• [PASSAGE]:
------------------------------------
The two antagonists eventually learned to work together and, to everyone’s astonishment, became good friends. Moving past race, they began to focus on other issues, such as the academic quality of Durham’s schools. Ellis came to realize that blacks were not suppressing poor whites, and that the two groups shared problems. Atwater had made Ellis begin to question his way of thinking toward blacks. By the end of the charrette, Ellis gave up his leadership in the KKK.

Atwater and Ellis presented the School Board with a list of recommendations from the charrette, including giving students a larger say on education issues by expanding the board to include two students from each of the major racial groups. They also proposed major changes in the school curriculum, such as more instruction on dealing with racial violence, creation of a group to discuss and resolve problems before they escalated, and expansion in choices of textbooks to include African-American authors.

Personality
According to C.P. Ellis, Ann Atwater's voice was deep and powerful, and she had the ability to energize her audience. She became an effective leader. She was not afraid to voice her opinions loudly and proudly. She was also not afraid to tell anyone to “go to hell” if she felt like it. She concluded that the most effective method of getting people to listen to her was to “holler at them.” When she called a meeting, she meant business.

In one meeting with a councilman, Atwater recalls that when he was not taking her seriously as she was trying to make her points, she would hit him on the head, surprising him so much that he would listen to her afterwards. Atwater also expressed her opinions at city council meetings, which had only white members. Because the white councilmen did not want to listen to a black woman talk, they turned their chairs away from her. She turned those chairs back around to force them to face her. Her bold actions so surprised the councilmen that they had to listen to her. Some people may not have liked that she was demanding and outspoken, but those qualities enabled her to be a successful activist and organizer.

Later life
After Atwater co-led the charrette, she continued to work with the poor and middle-class black community in Durham. She married Willie Pettiford in 1975, and became a deacon at the Mount Calvary United Church of Christ. She and Ellis continued their friendship to the end of their lives.

From 2006 until her death, Atwater worked with Jonathan Wilson-Hartgrove at the School for Conversion as a "freedom teacher," mentoring young people and activists in community organizing and fusion politics. The school's Ann Atwater Freedom Library continues her work of "making surprising friendships possible".

Atwater died June 20, 2016.

Legacy and honors
1967, she was recognized as Carolina Times Woman of the Year
A book, Best of Enemies, was written about her unlikely friendship with C.P. Ellis.  The book was adapted as a play of the same name, which premiered in Durham in 2013, and a 2019 movie of the same name. 
Durham mayor Bill Bell declared December 6, 2013 to be "Ann Atwater Day" in the city.
------------------------------------
Named object pointing entries
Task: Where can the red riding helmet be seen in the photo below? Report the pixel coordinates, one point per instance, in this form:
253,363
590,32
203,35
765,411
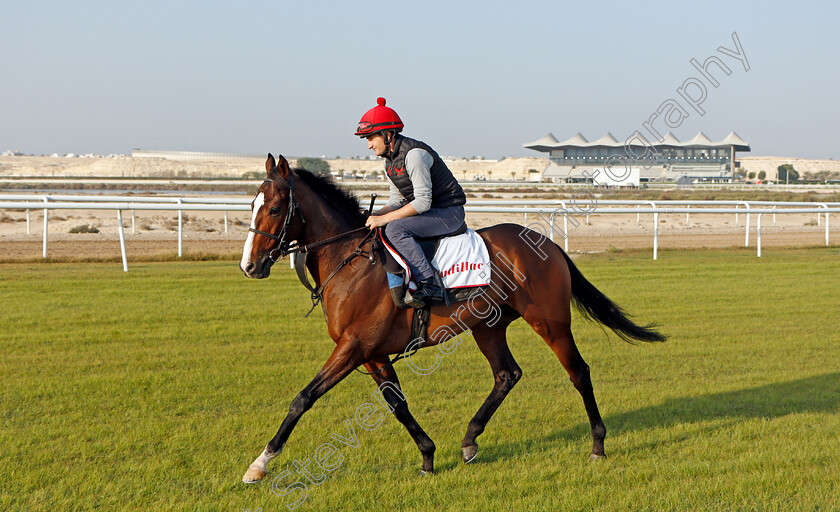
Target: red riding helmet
379,118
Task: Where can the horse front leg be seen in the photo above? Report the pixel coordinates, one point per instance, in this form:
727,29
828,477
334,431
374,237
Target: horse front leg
340,363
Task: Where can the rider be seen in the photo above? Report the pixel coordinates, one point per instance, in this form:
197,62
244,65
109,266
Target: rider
425,198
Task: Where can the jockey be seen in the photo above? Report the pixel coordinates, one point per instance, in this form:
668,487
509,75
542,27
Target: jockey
425,198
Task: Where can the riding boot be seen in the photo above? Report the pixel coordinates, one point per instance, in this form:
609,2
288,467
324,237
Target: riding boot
428,291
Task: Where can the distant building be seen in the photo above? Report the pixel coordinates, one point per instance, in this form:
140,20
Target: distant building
699,159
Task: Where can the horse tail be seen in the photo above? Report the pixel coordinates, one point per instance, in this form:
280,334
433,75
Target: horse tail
596,306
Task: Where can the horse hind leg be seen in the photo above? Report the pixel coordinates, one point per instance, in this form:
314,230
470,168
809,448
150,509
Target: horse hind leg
506,373
559,338
389,388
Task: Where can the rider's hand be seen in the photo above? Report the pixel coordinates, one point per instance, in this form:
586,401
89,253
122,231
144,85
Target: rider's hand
376,221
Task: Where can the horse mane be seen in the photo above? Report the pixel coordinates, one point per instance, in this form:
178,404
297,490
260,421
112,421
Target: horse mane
343,200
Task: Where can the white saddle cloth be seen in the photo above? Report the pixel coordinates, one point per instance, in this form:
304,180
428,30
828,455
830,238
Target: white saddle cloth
462,261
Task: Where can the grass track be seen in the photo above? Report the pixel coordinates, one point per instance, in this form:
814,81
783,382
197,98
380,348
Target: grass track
153,390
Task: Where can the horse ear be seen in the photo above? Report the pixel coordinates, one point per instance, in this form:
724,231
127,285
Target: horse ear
270,164
283,167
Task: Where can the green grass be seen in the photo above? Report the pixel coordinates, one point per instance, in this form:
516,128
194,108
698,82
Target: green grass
154,390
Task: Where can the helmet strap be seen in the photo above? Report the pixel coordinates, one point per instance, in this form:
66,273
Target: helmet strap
389,136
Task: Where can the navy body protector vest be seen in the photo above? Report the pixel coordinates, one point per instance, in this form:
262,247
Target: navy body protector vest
445,188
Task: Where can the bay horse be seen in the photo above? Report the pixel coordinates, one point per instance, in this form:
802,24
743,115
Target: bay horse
532,278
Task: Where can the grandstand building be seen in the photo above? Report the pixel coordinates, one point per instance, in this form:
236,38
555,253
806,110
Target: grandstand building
696,160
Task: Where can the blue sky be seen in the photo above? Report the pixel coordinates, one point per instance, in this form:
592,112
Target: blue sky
469,78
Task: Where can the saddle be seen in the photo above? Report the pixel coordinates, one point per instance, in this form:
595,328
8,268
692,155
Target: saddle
434,249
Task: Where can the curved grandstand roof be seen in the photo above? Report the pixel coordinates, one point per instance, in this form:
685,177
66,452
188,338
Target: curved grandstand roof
549,142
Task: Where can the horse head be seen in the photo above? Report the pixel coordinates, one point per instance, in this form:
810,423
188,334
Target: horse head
275,220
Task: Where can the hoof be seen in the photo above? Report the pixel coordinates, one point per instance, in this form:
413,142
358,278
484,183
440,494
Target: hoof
253,475
468,453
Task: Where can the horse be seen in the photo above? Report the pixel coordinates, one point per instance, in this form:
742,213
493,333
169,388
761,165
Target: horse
532,278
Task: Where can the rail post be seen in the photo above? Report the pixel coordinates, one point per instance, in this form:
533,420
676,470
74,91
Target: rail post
180,230
122,240
46,226
565,227
655,235
823,205
758,235
747,238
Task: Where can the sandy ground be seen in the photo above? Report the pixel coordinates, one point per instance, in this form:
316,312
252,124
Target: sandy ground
155,233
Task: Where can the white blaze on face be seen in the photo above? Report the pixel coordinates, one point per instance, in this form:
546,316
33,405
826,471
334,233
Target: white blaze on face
249,242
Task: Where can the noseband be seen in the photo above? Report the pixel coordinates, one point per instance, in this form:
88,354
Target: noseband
285,248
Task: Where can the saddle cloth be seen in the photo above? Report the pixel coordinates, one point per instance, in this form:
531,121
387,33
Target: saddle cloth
462,262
------------------------------------
• [SHORT TASK]:
Copy the passage about Ann Atwater word for word, starting at "From 2006 until" and ending at "in the city.".

• [PROBLEM SOLUTION]:
From 2006 until her death, Atwater worked with Jonathan Wilson-Hartgrove at the School for Conversion as a "freedom teacher," mentoring young people and activists in community organizing and fusion politics. The school's Ann Atwater Freedom Library continues her work of "making surprising friendships possible".

Atwater died June 20, 2016.

Legacy and honors
1967, she was recognized as Carolina Times Woman of the Year
A book, Best of Enemies, was written about her unlikely friendship with C.P. Ellis.  The book was adapted as a play of the same name, which premiered in Durham in 2013, and a 2019 movie of the same name. 
Durham mayor Bill Bell declared December 6, 2013 to be "Ann Atwater Day" in the city.